Durch die kompromisslose technische Ausstattung und die sehr hohe Verarbeitungsqualität kann ich die Zowie FK bedenkenlos weiterempfehlen. Die begehrte Gold-Medaille hat sich der Nager redlich verdient.
​ 


			Dieser Inhalt steht nur eingeloggten Mitgliedern zur Verfügung.


----------



## addicTix (10. Juni 2013)

Die Maus sieht unwahrscheinlich gut aus


----------



## Badt (10. Juni 2013)

Ich hab sie auch nach erster Skepsis lieb gewonnen .


----------



## loller7 (10. Juni 2013)

Sehr gutes Review. Meine sollte morgen kommen.


----------



## Badt (10. Juni 2013)

Danke . Und viel Spaß mit deiner neuen Maus .


----------



## Badt (11. Juni 2013)

Die Awards sollten nun auch sichtbar sein (hatte ich doch glatt seit Monaten vergessen das Album freizugeben )


----------



## aliriza (11. Juni 2013)

Die neuen Mäuse sind sehr an der Microsoft Intelipoint 1.1 angelehnt und dieses Design gefällt mir eigentlich sehr gut außerdem ist es sehr angenehm zu bedienen.


----------



## brennmeister0815 (11. Juni 2013)

Sehr informative/r Produktvorstellung/Test (ja, ich habe _bewusst _eine _alt_deutsche Formulierung gewählt  ). 
Diese Zowie hat, für mich, leider einen optischen 'Makel': Die gelben Anbauteile bzw. das entsprechend eingefärbte Markenlogo. Wär's doch nur grün...


----------



## aliriza (11. Juni 2013)

wärs doch nur alles andere als eine quietschige Farbe


----------



## Badt (11. Juni 2013)

Danke für euer Feedback. Mir persönlich hat die rot-schwarze Färbung der AM auch besser gefallen, aber man gewöhnt sich dran


----------



## brennmeister0815 (11. Juni 2013)
────
→ **Schriftliche Aufgabe 1**
Welche Auszeichnung hat die Zowie FK laut dem Quellauszug erhalten?
→ **Schriftliche Aufgabe 2**
Geben Sie an, ob die folgenden Aussagen mit dem Quellauszug übereinstimmen. Belegen Sie jede Antwort mit einem wörtlichen Zitat. (a) Badt gefiel die rot-schwarze Färbung der AM besser. (b) brennmeister0815 wünscht sich, die gelben Teile wären blau. (c) loller7 hat die Maus bereits erhalten.

→ **Datensatzauszug**
────
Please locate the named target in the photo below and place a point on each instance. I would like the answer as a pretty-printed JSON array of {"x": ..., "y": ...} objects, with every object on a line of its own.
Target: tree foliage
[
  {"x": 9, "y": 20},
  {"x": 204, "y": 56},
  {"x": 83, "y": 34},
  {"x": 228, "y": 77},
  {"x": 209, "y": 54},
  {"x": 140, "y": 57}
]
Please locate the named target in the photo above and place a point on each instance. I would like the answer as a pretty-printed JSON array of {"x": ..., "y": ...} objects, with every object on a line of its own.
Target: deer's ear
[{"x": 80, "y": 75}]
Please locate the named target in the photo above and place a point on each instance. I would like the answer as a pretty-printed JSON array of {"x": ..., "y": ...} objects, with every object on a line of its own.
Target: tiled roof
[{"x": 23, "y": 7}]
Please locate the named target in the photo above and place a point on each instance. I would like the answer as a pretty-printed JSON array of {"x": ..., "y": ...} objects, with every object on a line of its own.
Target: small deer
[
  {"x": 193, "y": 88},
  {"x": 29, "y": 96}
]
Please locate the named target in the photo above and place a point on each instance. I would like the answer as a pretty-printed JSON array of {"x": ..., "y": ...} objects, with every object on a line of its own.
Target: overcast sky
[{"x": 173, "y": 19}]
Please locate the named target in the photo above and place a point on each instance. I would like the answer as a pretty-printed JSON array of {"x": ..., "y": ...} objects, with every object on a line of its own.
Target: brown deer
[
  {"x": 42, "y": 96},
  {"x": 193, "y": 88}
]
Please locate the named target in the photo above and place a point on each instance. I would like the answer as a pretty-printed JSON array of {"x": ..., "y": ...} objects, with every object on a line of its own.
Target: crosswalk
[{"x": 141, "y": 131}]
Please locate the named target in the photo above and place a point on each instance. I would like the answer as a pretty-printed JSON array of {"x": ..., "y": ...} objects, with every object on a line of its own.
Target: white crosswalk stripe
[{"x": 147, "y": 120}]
────
→ **Vollständige Antwort 1**
Die Zowie FK hat die Gold-Medaille erhalten.

→ **Vollständige Antwort 2**
(a) Ja: „Mir persönlich hat die rot-schwarze Färbung der AM auch besser gefallen“
(b) Nein: „Wär's doch nur grün...“
(c) Nein: „Meine sollte morgen kommen.“